## [TASK REQUIREMENTS]
Answer these questions using the episode review:
1. Which actor plays the Reaper who comes to claim Bobby's soul?
2. Which actor plays Bobby's wife, Karen?
3. How does the review describe Bobby's father?

## [SOURCE PASSAGE]
At the tail end of the previous episode, Bobby obtained a key piece piece of information about the Leviathans' plans from Dick Roman's office, but took a bullet in the brain pan before he could impart it to the Winchesters.
Two parallel narratives ran through Death's Door - on one track we had Sam and Dean's race to get Bobby into hospital care and then their frustrating wait as the doctors' took care of him, while inside Bobby's head we followed his cat-and-mouse escapades as he tried to evade the Reaper (Henry Lubatti) come to claim his soul as he looked for a "way out" back to consciousness to let the brothers know what he discovered.
A theme of this season has been revisiting the backstories of the show's protagonists and even going back to plots raised in much earlier seasons - which gives a nice feeling of verisimilitude to the show.
Bobby's Picaresque odyssey saw him bouncing around his memories, confronting increasing unpleasant aspects of his life such as the final argument with his wife Karen (Carrie Fleming) before she was possessed and Bobby had to kill her and his turbulent childhood with his abusive, alcoholic father (Edward Foy).
To a certain degree this was powerful material, but it also felt slightly predictable with the only unexpected moments coming right at the end of the episode - and even then it was left hanging.

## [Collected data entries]
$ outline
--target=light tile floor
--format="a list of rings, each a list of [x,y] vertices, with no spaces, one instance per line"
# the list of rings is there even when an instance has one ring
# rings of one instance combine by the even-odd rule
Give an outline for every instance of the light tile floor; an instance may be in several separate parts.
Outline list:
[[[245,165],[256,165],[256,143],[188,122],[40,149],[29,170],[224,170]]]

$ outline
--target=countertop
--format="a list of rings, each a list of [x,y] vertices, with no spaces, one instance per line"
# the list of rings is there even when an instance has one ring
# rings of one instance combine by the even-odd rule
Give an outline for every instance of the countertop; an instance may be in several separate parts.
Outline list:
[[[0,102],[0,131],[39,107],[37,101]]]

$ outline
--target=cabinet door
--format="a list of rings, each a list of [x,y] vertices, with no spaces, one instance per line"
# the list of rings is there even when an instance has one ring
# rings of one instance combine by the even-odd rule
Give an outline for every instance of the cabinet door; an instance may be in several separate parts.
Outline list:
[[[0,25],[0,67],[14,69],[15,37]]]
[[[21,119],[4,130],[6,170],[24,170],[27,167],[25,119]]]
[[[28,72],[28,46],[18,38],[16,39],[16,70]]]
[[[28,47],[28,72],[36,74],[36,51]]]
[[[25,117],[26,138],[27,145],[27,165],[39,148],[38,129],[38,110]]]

## [RESPONSE]
1. Henry Lubatti
2. Carrie Fleming
3. As abusive and alcoholic